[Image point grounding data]
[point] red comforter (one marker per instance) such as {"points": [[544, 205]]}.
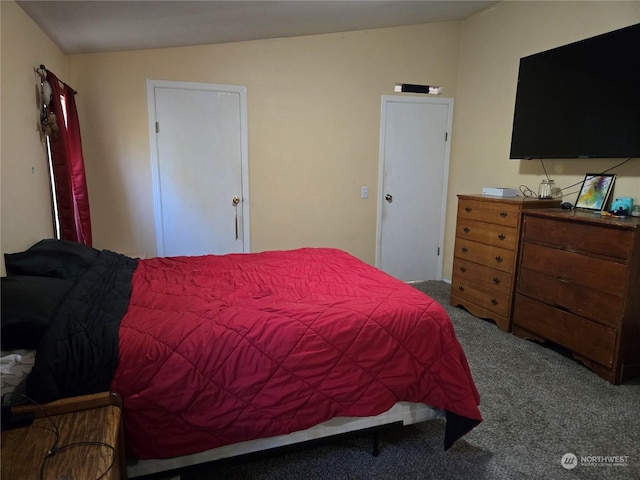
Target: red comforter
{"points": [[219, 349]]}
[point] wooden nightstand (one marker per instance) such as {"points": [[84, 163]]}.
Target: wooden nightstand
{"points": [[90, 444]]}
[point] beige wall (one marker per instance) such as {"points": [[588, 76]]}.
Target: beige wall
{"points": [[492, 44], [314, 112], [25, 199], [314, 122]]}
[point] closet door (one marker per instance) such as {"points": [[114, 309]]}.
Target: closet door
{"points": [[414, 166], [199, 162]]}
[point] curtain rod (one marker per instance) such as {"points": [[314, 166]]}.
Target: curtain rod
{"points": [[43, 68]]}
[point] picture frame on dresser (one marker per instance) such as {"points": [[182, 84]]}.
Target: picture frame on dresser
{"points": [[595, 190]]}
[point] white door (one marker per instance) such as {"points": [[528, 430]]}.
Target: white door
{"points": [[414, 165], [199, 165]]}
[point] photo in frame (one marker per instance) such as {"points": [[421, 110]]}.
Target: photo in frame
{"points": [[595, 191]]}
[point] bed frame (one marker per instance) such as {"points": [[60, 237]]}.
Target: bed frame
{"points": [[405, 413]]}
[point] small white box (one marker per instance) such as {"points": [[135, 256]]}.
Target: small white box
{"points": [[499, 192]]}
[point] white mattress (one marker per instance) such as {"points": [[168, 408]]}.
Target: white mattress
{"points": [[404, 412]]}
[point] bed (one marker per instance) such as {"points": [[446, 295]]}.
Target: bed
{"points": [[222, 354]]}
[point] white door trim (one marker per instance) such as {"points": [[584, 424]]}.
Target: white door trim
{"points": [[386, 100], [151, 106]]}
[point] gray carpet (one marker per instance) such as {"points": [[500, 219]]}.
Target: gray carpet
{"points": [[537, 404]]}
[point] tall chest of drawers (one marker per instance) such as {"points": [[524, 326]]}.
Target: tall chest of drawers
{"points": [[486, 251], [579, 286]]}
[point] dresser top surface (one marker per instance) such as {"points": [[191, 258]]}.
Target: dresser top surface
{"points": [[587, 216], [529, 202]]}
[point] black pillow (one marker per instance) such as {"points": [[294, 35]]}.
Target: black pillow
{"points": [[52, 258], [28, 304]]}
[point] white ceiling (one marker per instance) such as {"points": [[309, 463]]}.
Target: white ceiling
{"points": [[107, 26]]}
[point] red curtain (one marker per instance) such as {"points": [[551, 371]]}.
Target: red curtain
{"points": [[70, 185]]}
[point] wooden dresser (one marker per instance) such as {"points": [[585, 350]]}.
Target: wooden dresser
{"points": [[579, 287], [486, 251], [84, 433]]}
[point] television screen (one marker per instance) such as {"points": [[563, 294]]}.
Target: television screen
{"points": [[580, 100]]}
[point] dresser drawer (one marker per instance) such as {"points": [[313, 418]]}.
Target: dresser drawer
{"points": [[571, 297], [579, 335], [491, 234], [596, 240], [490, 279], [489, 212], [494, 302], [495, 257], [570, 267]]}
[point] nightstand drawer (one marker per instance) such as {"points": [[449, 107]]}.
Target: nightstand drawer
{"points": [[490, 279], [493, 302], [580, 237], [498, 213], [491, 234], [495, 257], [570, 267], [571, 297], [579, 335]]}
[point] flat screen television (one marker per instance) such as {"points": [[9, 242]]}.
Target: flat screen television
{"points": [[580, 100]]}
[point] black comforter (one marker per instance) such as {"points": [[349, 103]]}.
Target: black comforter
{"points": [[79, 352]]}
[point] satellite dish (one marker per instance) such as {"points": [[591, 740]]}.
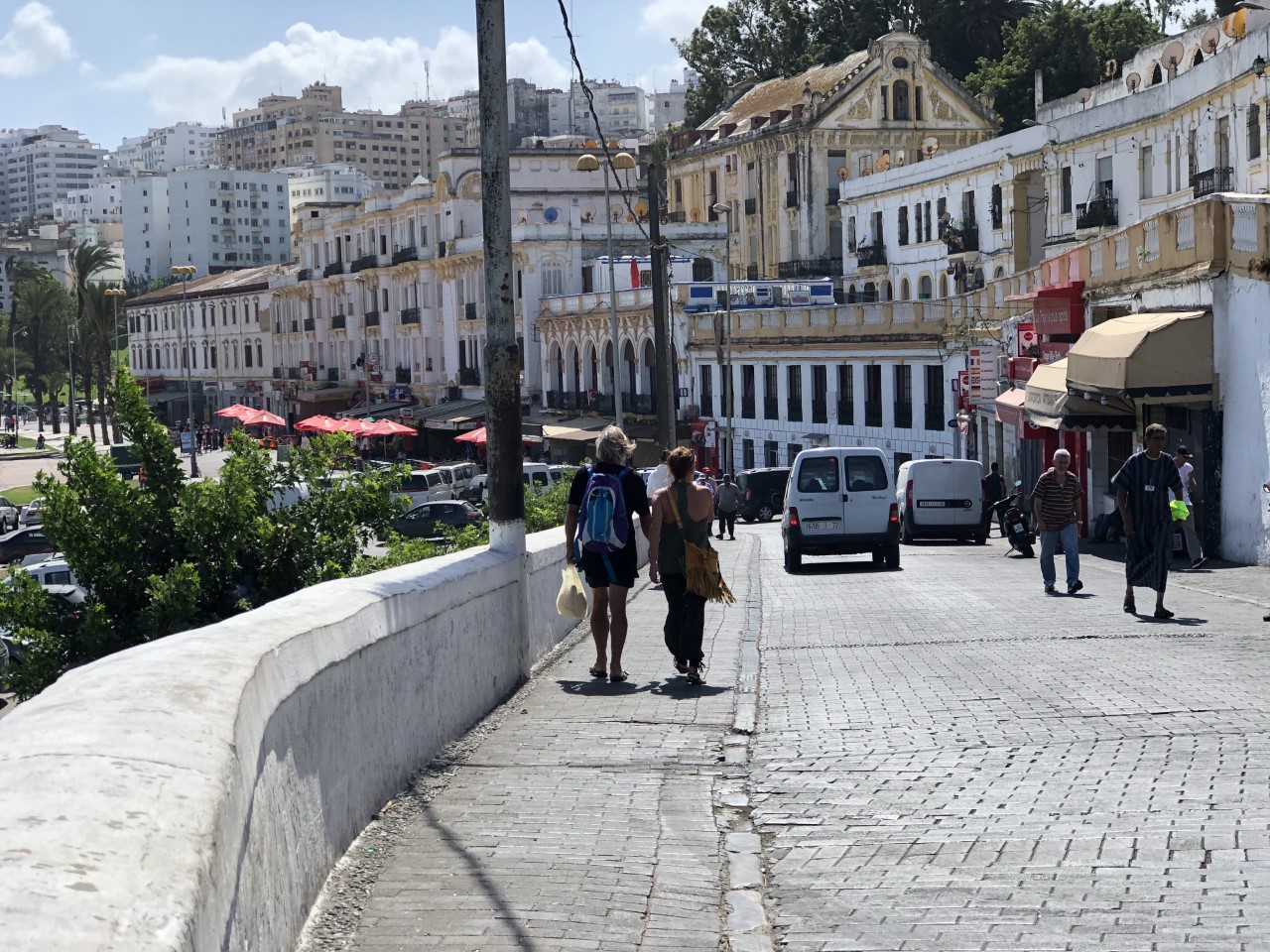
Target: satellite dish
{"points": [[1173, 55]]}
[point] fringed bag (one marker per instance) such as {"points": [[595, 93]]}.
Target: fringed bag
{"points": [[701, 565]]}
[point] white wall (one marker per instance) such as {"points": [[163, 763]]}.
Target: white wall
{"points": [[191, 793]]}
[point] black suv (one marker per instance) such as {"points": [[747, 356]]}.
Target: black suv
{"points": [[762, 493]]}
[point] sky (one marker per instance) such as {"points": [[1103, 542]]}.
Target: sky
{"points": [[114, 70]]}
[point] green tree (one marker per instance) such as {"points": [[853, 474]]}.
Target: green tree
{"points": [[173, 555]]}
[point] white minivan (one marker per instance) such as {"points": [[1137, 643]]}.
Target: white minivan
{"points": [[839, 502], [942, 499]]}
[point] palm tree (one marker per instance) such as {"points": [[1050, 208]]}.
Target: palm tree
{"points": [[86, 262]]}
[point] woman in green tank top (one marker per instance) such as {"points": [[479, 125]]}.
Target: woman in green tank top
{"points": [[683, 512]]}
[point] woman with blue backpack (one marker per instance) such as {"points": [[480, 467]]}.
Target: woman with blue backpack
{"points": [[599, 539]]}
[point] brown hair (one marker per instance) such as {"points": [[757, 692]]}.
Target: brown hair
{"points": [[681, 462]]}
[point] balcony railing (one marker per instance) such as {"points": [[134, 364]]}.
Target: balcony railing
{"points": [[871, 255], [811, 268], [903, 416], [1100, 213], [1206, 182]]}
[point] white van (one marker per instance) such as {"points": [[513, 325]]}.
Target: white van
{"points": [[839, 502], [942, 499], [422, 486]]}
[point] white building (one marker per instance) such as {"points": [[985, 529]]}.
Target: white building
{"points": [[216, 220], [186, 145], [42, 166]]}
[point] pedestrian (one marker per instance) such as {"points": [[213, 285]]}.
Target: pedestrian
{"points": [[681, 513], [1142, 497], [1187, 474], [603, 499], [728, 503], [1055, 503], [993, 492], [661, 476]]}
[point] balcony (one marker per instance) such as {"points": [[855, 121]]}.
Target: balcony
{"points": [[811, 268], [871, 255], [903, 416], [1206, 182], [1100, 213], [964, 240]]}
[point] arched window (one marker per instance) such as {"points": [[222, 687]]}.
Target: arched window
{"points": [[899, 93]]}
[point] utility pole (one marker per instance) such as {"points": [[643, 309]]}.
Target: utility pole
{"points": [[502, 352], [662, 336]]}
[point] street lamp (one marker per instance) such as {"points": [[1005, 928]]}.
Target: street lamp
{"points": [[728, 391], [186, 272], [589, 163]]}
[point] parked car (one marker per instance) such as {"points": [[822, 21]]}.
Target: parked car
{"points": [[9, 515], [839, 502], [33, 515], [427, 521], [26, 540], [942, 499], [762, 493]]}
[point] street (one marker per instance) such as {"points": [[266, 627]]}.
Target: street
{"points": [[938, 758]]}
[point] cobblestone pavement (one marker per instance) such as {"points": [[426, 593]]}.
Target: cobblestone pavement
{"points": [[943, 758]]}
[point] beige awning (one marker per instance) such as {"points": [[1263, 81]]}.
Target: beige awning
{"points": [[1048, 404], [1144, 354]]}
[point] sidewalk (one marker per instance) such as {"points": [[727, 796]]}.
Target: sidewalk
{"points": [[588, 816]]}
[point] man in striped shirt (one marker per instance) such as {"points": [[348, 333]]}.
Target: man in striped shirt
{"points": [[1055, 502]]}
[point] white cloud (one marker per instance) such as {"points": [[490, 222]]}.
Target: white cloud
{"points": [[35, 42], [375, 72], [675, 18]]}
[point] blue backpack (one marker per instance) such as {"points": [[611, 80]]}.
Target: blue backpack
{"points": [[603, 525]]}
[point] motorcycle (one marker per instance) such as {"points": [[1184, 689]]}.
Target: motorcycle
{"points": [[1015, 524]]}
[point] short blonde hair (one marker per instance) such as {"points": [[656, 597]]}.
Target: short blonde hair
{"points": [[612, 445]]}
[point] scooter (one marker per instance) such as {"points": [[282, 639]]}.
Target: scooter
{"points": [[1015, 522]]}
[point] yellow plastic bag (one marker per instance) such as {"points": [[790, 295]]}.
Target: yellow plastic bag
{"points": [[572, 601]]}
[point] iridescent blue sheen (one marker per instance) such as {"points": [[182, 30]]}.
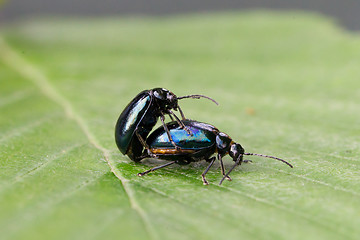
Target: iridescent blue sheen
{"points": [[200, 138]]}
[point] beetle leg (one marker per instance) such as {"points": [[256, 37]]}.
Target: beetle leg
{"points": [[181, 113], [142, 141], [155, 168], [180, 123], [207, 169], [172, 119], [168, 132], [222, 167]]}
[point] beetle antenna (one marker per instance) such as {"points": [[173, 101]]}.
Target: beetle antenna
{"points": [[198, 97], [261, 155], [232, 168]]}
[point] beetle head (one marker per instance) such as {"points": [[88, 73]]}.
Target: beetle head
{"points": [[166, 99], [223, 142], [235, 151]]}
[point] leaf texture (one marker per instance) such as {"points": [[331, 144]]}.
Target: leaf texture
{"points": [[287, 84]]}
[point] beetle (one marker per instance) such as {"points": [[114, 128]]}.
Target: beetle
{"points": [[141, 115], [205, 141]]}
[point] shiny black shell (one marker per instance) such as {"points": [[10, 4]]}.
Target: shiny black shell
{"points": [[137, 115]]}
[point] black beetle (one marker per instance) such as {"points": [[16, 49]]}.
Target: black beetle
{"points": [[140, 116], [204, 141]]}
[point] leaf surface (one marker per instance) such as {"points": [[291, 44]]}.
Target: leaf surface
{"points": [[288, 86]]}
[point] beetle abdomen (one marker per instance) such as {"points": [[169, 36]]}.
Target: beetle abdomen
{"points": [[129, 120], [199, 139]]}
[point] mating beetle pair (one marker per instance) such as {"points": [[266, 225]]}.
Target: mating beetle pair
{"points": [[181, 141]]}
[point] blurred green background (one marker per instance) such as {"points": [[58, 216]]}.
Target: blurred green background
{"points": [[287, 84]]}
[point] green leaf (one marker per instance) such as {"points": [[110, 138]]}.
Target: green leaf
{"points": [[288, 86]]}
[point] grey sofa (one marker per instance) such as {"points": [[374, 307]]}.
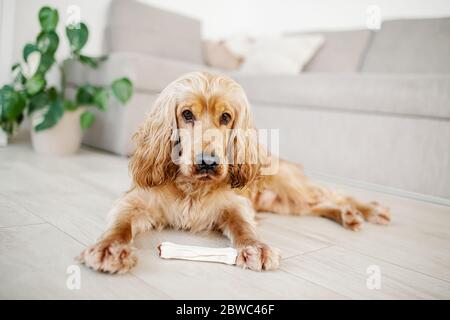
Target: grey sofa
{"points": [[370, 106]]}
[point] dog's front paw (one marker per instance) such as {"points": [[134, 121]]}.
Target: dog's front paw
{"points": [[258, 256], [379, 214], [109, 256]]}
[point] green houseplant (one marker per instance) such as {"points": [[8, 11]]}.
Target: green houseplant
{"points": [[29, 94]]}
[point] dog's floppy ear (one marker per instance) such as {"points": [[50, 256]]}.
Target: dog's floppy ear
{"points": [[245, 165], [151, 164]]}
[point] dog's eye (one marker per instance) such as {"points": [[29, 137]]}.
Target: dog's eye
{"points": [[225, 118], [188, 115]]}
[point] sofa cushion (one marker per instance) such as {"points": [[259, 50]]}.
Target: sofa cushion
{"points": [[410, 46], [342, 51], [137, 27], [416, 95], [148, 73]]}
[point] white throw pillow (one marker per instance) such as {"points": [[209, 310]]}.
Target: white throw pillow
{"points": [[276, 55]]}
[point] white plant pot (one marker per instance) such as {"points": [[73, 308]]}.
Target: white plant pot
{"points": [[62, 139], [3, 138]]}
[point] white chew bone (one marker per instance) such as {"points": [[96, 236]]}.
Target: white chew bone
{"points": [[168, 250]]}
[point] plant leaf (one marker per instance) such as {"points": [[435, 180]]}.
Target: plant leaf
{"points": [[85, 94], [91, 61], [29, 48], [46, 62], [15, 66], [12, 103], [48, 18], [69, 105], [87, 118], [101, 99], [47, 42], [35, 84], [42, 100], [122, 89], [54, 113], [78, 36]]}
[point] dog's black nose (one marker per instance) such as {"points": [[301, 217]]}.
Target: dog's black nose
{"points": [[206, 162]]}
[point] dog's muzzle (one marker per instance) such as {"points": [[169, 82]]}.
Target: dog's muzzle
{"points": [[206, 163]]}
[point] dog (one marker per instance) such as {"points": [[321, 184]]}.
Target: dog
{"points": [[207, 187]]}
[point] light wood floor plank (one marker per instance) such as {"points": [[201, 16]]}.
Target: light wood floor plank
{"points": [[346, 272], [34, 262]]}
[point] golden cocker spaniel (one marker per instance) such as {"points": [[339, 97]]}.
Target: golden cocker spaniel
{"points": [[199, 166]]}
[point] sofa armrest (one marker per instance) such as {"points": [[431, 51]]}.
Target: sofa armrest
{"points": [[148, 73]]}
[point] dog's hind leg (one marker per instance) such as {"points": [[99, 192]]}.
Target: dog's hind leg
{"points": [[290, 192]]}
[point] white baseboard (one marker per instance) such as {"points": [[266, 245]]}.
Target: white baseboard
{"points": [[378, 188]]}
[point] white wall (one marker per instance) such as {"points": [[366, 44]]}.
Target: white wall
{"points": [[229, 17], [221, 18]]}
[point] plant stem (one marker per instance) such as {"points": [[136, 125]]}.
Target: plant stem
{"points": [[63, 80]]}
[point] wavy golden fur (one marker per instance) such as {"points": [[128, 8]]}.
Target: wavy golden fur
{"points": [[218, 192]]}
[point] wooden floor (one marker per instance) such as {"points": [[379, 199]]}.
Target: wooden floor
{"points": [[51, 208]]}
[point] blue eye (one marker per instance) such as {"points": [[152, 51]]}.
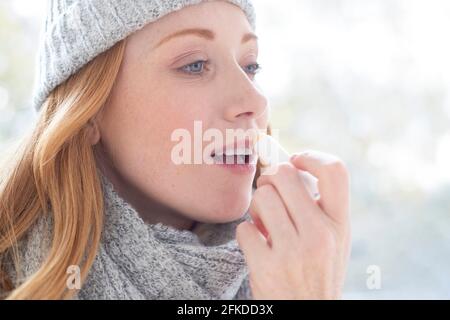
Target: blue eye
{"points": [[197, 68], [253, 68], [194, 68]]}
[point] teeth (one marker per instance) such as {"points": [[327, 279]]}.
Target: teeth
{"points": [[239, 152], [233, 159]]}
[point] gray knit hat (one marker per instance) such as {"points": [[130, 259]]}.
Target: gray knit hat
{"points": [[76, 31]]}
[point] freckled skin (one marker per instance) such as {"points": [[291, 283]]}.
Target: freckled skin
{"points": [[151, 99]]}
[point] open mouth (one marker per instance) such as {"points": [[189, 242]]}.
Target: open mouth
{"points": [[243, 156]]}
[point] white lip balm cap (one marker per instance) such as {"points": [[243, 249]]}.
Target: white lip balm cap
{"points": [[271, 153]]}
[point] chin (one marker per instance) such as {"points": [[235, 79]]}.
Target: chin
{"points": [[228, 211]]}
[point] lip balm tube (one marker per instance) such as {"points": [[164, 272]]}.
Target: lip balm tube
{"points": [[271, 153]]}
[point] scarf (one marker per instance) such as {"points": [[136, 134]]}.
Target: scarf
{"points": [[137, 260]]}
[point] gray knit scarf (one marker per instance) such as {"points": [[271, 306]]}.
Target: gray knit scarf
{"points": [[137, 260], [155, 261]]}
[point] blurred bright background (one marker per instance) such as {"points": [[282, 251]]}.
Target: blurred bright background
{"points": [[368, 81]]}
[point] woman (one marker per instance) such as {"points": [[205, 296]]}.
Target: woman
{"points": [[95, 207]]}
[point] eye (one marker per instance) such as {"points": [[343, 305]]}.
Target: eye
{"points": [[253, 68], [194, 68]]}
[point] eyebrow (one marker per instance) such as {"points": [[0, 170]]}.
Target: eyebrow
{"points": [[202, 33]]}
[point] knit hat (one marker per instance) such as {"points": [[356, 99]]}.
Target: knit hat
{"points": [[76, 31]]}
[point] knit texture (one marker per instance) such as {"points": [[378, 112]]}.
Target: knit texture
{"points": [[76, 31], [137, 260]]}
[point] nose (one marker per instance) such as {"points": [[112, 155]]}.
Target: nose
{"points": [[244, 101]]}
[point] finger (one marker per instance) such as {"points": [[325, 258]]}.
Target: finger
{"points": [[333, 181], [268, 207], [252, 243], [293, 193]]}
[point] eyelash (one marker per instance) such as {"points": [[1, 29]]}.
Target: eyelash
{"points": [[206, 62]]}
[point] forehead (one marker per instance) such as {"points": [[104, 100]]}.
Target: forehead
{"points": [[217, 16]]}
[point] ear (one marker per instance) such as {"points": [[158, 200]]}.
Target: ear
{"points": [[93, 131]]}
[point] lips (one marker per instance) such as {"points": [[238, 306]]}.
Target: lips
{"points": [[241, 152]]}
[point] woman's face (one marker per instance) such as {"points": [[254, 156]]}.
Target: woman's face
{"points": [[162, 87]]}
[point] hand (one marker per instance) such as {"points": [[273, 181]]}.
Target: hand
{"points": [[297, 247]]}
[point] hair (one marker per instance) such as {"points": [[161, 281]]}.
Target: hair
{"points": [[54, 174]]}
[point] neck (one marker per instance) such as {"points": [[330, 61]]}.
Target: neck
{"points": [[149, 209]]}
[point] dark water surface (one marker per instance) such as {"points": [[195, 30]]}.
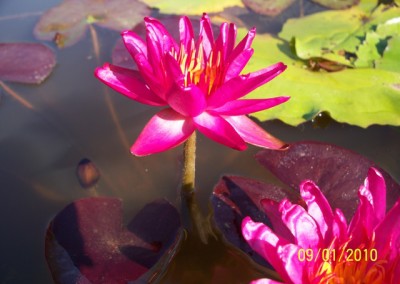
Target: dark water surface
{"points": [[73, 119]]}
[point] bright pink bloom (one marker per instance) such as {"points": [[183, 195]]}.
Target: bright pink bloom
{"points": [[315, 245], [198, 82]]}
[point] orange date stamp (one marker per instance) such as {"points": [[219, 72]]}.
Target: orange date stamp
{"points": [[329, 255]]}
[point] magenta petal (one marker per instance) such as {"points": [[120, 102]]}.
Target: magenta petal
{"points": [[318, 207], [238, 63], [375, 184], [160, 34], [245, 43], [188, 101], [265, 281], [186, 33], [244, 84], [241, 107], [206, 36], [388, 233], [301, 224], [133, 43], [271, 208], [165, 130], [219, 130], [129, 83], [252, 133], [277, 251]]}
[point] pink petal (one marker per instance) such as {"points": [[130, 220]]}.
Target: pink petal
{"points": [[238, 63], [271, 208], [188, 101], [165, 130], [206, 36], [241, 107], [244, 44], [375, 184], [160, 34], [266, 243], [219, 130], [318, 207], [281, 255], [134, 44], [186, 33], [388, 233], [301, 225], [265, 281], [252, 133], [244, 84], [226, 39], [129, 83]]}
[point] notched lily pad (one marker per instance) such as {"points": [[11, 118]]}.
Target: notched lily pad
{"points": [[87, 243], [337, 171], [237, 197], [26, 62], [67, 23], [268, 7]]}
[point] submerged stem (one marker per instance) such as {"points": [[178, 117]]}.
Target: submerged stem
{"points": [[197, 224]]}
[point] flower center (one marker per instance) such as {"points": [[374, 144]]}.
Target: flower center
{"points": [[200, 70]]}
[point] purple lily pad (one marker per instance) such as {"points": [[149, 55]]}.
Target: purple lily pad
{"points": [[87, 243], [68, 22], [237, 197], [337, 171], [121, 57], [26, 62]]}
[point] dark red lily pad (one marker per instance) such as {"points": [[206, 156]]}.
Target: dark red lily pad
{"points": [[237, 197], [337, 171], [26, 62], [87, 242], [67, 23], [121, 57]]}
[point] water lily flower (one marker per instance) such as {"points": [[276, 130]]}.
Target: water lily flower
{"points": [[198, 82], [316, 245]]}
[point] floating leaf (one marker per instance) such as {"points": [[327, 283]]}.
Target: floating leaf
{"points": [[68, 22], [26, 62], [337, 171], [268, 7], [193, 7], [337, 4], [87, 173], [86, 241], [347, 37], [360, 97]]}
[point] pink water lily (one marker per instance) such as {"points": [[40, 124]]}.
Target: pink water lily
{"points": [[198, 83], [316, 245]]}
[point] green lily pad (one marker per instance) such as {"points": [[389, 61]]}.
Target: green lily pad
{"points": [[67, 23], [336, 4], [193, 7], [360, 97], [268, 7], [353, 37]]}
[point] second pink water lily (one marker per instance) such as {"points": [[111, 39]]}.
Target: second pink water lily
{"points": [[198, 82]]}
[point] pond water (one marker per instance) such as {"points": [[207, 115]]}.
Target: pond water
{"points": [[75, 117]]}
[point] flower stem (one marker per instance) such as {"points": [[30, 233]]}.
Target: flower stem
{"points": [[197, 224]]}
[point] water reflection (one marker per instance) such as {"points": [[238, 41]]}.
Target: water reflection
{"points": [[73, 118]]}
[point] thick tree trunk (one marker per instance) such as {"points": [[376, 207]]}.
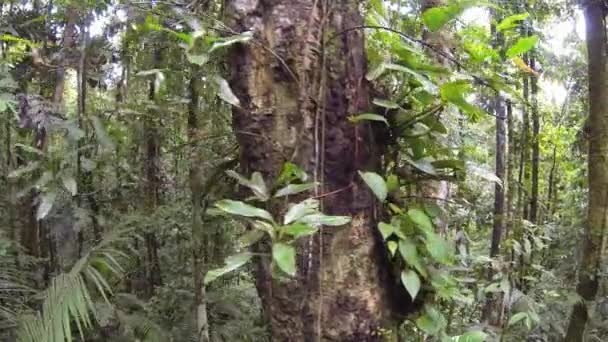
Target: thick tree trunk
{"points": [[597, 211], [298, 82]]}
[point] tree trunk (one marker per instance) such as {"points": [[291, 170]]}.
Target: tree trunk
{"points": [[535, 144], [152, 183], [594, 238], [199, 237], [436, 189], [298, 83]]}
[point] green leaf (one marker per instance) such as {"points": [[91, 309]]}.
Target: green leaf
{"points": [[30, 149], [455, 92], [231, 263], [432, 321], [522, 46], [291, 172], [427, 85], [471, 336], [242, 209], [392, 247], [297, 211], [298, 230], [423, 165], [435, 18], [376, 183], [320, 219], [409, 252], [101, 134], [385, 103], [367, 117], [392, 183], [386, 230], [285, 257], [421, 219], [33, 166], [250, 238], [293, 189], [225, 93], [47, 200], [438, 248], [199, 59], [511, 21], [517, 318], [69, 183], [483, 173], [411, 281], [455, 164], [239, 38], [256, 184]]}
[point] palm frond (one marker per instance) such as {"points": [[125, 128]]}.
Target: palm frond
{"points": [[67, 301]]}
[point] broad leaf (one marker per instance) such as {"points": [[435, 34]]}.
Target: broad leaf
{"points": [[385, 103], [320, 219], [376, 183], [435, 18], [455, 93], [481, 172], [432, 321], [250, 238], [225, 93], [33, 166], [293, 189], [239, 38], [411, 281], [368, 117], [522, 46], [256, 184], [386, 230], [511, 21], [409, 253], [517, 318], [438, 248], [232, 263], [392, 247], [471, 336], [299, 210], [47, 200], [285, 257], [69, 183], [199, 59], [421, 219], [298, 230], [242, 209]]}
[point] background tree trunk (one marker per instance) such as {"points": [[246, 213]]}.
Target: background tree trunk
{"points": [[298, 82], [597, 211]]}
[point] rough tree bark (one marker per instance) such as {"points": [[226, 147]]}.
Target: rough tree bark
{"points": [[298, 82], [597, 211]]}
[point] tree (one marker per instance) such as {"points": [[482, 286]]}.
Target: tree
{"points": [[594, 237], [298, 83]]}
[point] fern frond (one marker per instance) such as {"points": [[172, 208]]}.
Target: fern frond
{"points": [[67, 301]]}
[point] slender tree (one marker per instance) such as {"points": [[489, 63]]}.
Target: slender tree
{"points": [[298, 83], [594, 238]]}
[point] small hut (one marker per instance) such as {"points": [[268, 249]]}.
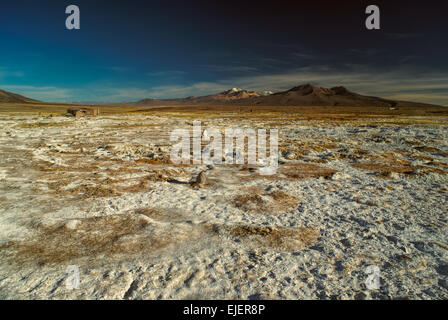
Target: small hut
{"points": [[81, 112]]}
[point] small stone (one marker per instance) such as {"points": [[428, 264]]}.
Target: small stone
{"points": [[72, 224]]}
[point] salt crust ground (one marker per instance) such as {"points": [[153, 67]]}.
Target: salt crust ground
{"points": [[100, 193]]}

» **YOUR TASK**
When you reach the line holding "[point] palm frond" in the records above, begin reproducing exactly, stop after the line holding "[point] broad leaf", and output nothing else.

» **REPLY TO THE EXERCISE**
[point] palm frond (one marker per instance) such as {"points": [[125, 128]]}.
Target: palm frond
{"points": [[67, 301]]}
[point] broad leaf (one marker per instance) such as {"points": [[435, 34]]}.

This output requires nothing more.